What you need to do> Nothing but the exact lines from the one containing "Target: dinosaur costume claw" through the last line of the records below belongs in your answer.
--- Exercise material Enclosed Below ---
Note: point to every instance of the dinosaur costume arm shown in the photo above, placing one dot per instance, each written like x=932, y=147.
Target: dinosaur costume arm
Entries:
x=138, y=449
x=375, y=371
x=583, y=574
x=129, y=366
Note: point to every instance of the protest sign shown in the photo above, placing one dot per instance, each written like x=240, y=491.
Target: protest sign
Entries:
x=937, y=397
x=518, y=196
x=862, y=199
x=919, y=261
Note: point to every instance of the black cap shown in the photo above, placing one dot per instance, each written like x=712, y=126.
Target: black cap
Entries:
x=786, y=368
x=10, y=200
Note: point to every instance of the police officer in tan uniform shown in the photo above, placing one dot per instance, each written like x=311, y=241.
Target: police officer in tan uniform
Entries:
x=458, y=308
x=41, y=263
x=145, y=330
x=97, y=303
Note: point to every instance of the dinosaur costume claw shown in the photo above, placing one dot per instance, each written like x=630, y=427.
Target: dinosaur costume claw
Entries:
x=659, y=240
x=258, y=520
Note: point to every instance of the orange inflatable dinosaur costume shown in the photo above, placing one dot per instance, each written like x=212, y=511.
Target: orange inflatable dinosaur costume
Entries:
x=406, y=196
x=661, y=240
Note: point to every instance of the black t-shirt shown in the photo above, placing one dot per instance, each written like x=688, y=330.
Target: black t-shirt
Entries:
--- End of Enclosed Exercise material ---
Task response>
Target: dinosaur costume claw
Entries:
x=659, y=240
x=258, y=520
Note: point to every instance of the orange inflatable dinosaur costume shown in the photo above, placing one dot per instance, each written like x=212, y=511.
Target: orange inflatable dinosaur costume
Entries:
x=406, y=196
x=661, y=240
Note: point to every instance of the black t-shirt shown in the photo above, placing one dot per instance, each written like x=688, y=330.
Target: black t-shirt
Entries:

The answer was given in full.